Content starts

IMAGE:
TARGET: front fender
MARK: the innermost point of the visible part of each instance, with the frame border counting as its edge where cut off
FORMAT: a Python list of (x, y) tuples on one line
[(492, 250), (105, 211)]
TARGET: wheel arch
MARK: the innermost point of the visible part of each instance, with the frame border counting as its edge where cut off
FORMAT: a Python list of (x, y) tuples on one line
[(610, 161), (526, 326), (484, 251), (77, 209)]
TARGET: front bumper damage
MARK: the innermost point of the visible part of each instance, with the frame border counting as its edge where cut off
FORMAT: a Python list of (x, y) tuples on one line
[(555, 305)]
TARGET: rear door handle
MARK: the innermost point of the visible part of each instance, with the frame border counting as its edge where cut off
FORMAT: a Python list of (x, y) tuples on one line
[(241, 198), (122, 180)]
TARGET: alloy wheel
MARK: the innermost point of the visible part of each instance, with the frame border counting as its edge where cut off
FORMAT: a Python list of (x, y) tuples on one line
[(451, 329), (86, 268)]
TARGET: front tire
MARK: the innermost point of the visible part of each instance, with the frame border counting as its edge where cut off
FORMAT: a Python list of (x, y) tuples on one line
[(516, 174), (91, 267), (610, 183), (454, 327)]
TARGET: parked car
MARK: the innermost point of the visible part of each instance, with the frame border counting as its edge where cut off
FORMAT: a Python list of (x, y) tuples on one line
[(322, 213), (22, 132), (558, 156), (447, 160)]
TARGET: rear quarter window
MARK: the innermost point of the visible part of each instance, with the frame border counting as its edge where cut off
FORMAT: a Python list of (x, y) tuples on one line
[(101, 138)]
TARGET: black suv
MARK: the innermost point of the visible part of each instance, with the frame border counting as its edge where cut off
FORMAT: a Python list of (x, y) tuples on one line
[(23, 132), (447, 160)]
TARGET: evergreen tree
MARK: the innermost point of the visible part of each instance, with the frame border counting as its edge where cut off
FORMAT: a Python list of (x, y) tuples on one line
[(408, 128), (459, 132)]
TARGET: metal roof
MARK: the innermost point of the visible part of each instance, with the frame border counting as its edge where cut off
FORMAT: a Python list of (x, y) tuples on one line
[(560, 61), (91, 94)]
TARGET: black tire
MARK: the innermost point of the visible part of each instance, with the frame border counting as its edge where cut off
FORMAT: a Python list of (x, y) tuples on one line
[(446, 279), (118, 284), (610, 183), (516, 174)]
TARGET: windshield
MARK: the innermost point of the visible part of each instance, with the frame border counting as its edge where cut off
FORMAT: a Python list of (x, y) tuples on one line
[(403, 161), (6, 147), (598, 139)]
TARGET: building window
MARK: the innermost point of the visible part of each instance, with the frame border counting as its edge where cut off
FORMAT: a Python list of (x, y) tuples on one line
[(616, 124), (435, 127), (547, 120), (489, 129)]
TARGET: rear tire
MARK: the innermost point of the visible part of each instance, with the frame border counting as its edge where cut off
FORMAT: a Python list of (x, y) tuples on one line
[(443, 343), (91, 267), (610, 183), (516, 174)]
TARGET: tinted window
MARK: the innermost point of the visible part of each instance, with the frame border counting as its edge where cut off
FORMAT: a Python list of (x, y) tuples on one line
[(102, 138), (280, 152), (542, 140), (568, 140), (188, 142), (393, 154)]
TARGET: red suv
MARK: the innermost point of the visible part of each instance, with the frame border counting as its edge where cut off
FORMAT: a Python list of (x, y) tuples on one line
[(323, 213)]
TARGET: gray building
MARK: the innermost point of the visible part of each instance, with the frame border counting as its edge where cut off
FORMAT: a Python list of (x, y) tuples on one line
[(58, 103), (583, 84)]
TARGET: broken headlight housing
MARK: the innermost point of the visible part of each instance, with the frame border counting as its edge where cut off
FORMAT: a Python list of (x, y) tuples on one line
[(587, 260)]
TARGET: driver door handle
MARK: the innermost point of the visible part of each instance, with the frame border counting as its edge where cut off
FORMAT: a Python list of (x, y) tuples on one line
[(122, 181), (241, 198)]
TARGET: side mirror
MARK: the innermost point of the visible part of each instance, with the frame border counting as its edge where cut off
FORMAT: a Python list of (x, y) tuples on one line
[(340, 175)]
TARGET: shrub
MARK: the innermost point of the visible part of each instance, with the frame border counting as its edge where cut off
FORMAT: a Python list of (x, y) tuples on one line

Content ends

_Task goal_. Going over every line of the entries, tally those containing the string "front" and report only the figure.

_Answer section_. 3